# TASK MATERIAL start
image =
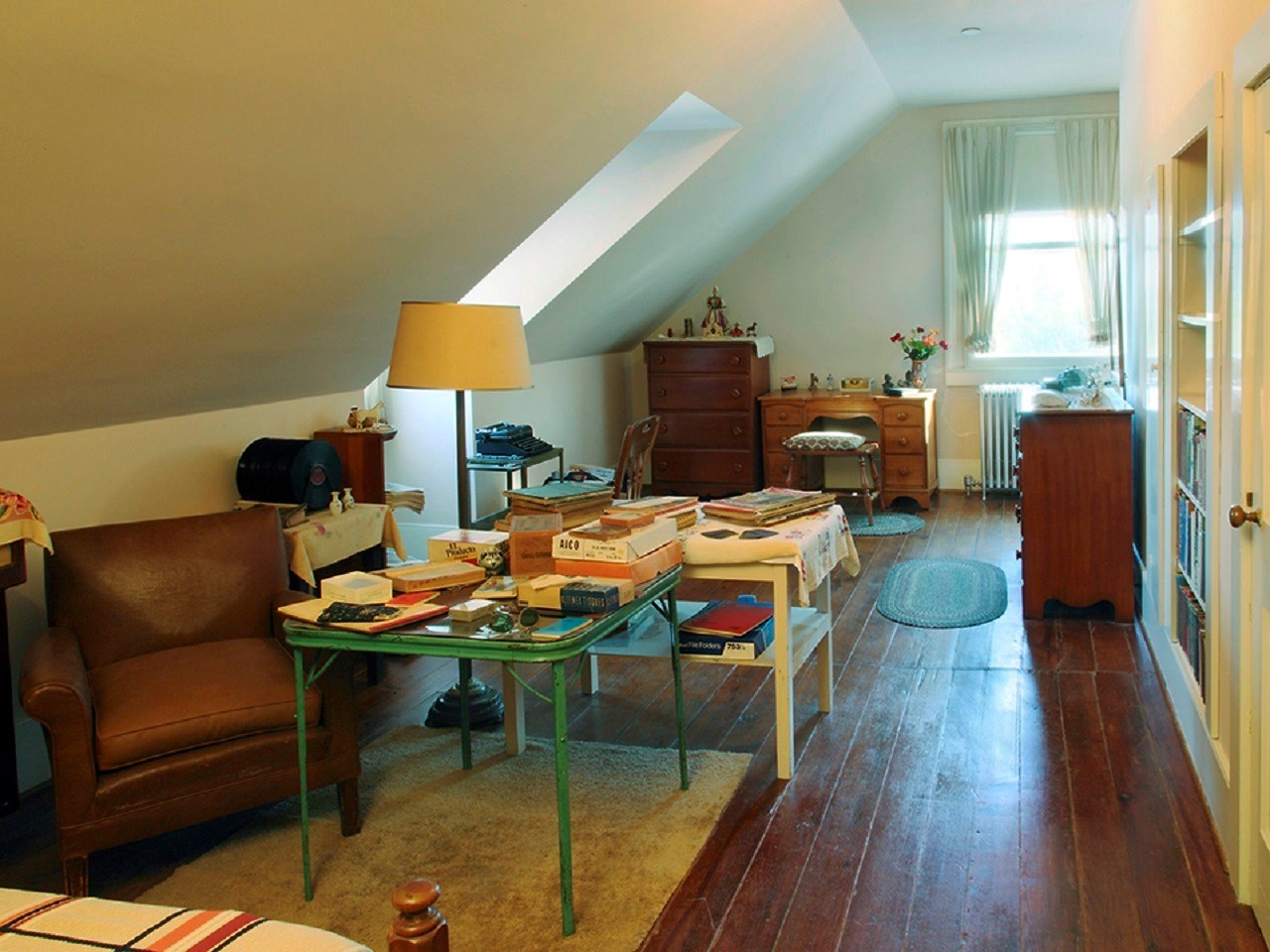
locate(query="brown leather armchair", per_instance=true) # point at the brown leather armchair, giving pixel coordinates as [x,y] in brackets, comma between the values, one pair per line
[166,689]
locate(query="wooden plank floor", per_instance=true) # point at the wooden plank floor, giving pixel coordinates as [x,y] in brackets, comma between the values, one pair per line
[1012,785]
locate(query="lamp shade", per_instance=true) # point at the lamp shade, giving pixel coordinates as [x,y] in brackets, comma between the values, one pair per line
[460,347]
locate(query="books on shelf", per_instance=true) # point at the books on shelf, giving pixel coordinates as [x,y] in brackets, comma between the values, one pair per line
[633,543]
[769,506]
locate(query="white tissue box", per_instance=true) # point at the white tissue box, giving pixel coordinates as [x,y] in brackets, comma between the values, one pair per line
[357,588]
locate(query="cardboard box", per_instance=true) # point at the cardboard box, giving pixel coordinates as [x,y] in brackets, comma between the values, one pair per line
[486,548]
[642,570]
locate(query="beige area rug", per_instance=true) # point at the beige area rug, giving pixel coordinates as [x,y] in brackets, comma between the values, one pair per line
[486,835]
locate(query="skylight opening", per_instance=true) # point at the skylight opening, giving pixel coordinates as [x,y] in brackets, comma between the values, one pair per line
[656,163]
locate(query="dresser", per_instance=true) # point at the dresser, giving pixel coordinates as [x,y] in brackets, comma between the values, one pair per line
[706,393]
[906,431]
[1076,513]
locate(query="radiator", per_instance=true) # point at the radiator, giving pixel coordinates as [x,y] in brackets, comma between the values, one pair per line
[998,445]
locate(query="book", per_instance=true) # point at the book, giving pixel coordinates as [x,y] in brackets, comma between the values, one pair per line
[639,571]
[561,629]
[407,615]
[728,619]
[627,548]
[434,575]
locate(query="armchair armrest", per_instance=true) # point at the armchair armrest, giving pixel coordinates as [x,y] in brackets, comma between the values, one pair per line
[55,692]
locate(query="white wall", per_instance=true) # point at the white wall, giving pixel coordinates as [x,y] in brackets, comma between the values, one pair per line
[862,258]
[176,466]
[1174,48]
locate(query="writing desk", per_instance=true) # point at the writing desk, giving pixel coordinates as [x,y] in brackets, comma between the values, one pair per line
[444,639]
[906,430]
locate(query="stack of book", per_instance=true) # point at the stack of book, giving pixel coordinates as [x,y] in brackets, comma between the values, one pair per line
[683,509]
[575,503]
[739,631]
[620,548]
[769,506]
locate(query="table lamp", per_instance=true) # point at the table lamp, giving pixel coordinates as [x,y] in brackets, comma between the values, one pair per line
[461,347]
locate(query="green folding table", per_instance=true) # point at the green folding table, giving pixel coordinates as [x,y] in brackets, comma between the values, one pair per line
[465,643]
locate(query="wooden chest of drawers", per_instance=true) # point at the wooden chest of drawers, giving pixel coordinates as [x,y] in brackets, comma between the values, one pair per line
[705,394]
[1076,477]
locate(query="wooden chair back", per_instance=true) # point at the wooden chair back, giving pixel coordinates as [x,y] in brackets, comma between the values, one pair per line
[634,456]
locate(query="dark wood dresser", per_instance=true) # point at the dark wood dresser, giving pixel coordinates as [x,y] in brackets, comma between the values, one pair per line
[1076,477]
[706,394]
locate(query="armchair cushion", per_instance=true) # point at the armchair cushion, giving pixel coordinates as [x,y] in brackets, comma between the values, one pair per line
[190,696]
# TASK MATERIAL end
Go back to the data above and please quote exactly, and only, the lines from the line with "armchair armrest, giving" through its last line.

OUTPUT OF THE TASK =
locate(query="armchair armrest", per_instance=true) # point at the armchair armrest, giving pixel coordinates as [x,y] in brackets, comma between the values, one pair per line
[55,692]
locate(query="white wall", per_instance=true) # point at the white wall, giving pixel coordinates as [x,y] in brackets, comma between the values, one pair per line
[862,258]
[176,466]
[1174,48]
locate(query="writing desk", per_instance=true) # point at the writing desk, giving pixel coordinates as [x,y] in brackets, comma between the values, one pair per line
[444,639]
[906,430]
locate(query="stack of book", per_instance=true) # point at the stack of book, giving pixel coordinates as [x,y] in brackets, comma between the values, one pair per line
[683,509]
[575,503]
[739,631]
[620,548]
[769,506]
locate(query="table lamp", per_instance=true) # point at the table lamp, giving pixel coordinates as [x,y] in brackets, comma between the values, one pair per line
[461,347]
locate(query="green folding table", per_instance=true) # point at the green folding table, giving pixel coordinates as [x,y] in brackets, comma between the values, one pair per line
[465,643]
locate(query="wooden chest of drawers", per_instance=true) # point at the wooden chest of drawers, giving pixel coordinates as [x,y] in brackets, comma between the values, one pair per line
[705,394]
[1076,477]
locate(query="wooden chair back", per_instance=true) # point at the wooden chair back, giving pixel coordinates as [x,y] in brackets, comma between the values, one pair per line
[634,456]
locate(query="dark wood dresser", per_instance=true) # point at the dark wood dresser, giving pixel coordinates as [x,y] in brackets, comma between the values, one pair per line
[1076,477]
[706,394]
locate(query="armchair cushion", per_instance=true) # point at the armchair cushion, giving pixel coordinates as [x,y] in brackets, comma between the values, one pair per line
[190,696]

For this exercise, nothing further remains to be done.